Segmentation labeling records
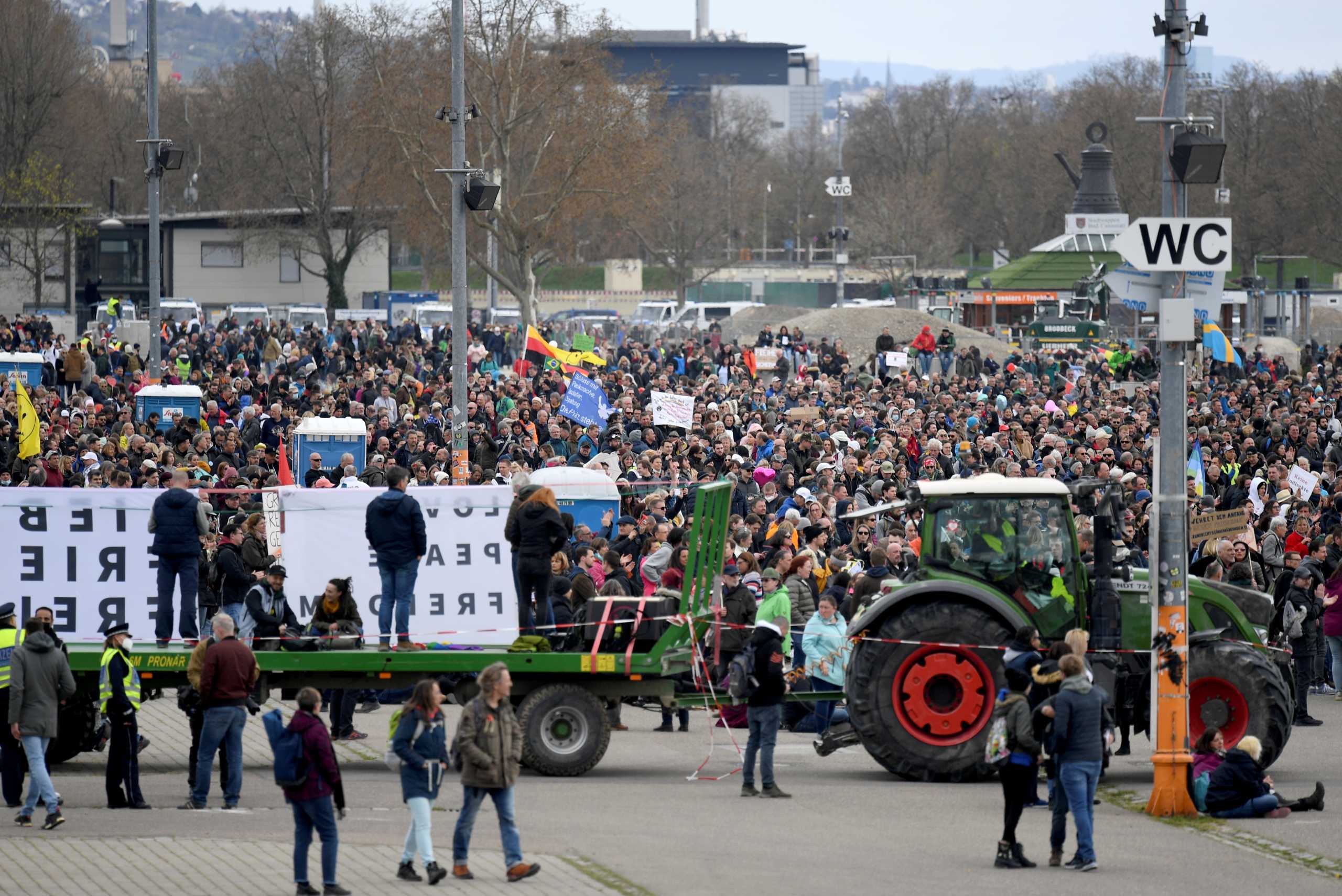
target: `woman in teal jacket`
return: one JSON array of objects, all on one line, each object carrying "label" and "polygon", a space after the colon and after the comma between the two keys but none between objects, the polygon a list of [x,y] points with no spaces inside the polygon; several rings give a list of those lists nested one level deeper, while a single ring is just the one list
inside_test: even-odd
[{"label": "woman in teal jacket", "polygon": [[[843,691],[848,667],[847,630],[848,624],[835,605],[835,596],[828,592],[821,594],[819,609],[807,621],[801,634],[801,651],[807,655],[807,675],[811,676],[812,691]],[[833,711],[833,700],[816,702],[819,734],[829,728]]]}]

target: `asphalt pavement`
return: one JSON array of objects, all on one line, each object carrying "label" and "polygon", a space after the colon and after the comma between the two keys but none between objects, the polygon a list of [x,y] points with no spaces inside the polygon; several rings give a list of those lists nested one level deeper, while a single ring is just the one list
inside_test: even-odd
[{"label": "asphalt pavement", "polygon": [[[285,706],[286,712],[293,707]],[[1342,730],[1342,703],[1318,702],[1327,724],[1296,730],[1272,770],[1279,790],[1303,794],[1329,763],[1330,740]],[[456,707],[448,707],[455,726]],[[397,778],[381,763],[386,742],[382,707],[357,715],[368,740],[337,744],[350,806],[341,822],[341,883],[356,892],[411,887],[393,880],[407,828]],[[134,884],[137,893],[216,896],[220,877],[250,893],[291,893],[291,816],[270,774],[270,748],[259,719],[246,732],[243,811],[181,811],[187,797],[187,720],[173,695],[145,706],[142,789],[153,811],[107,810],[102,774],[106,757],[85,754],[55,770],[68,822],[55,832],[5,829],[8,862],[17,892],[105,893],[107,880]],[[993,854],[1001,825],[1001,789],[899,781],[860,748],[820,758],[812,735],[778,738],[778,783],[792,799],[743,799],[729,732],[711,731],[702,711],[687,734],[652,731],[659,714],[624,708],[629,731],[615,732],[597,769],[581,778],[523,773],[517,814],[527,860],[542,872],[517,887],[542,893],[690,895],[888,893],[935,888],[973,893],[985,888],[1041,889],[1082,885],[1090,895],[1131,896],[1157,888],[1233,887],[1240,892],[1335,892],[1342,887],[1342,846],[1331,845],[1329,813],[1283,821],[1169,824],[1127,807],[1150,789],[1145,739],[1137,757],[1118,758],[1107,777],[1106,802],[1095,806],[1099,871],[1048,869],[1048,811],[1027,810],[1020,840],[1040,862],[1035,871],[1000,871]],[[733,732],[743,747],[743,732]],[[691,781],[705,765],[701,779]],[[1342,801],[1342,777],[1337,785]],[[444,786],[433,816],[440,864],[451,861],[451,832],[460,791]],[[1338,803],[1342,810],[1342,802]],[[491,806],[480,810],[472,844],[475,881],[443,887],[488,892],[503,883],[498,828]],[[78,841],[70,844],[66,841]],[[1259,842],[1261,841],[1261,842]],[[1068,854],[1075,846],[1068,840]],[[13,850],[13,852],[11,852]],[[70,861],[78,856],[78,861]],[[1306,858],[1306,856],[1308,858]],[[1337,860],[1335,868],[1333,860]],[[318,845],[311,849],[318,869]],[[1164,883],[1162,883],[1164,881]],[[4,888],[0,887],[0,892]],[[509,889],[515,892],[515,889]]]}]

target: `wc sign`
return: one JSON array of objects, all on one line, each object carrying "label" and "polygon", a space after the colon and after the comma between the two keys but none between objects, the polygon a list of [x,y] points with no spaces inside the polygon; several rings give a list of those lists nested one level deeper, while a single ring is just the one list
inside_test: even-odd
[{"label": "wc sign", "polygon": [[1231,219],[1139,217],[1113,248],[1138,271],[1229,271]]}]

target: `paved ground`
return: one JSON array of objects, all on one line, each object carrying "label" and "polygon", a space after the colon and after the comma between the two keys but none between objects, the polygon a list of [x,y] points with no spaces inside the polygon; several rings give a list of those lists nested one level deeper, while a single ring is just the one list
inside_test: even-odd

> **Written exercise**
Return each line of the records that contains the string "target".

> **Result**
target: `woman in teal jacket`
target: `asphalt pavement`
target: `wc sign`
target: `paved ground`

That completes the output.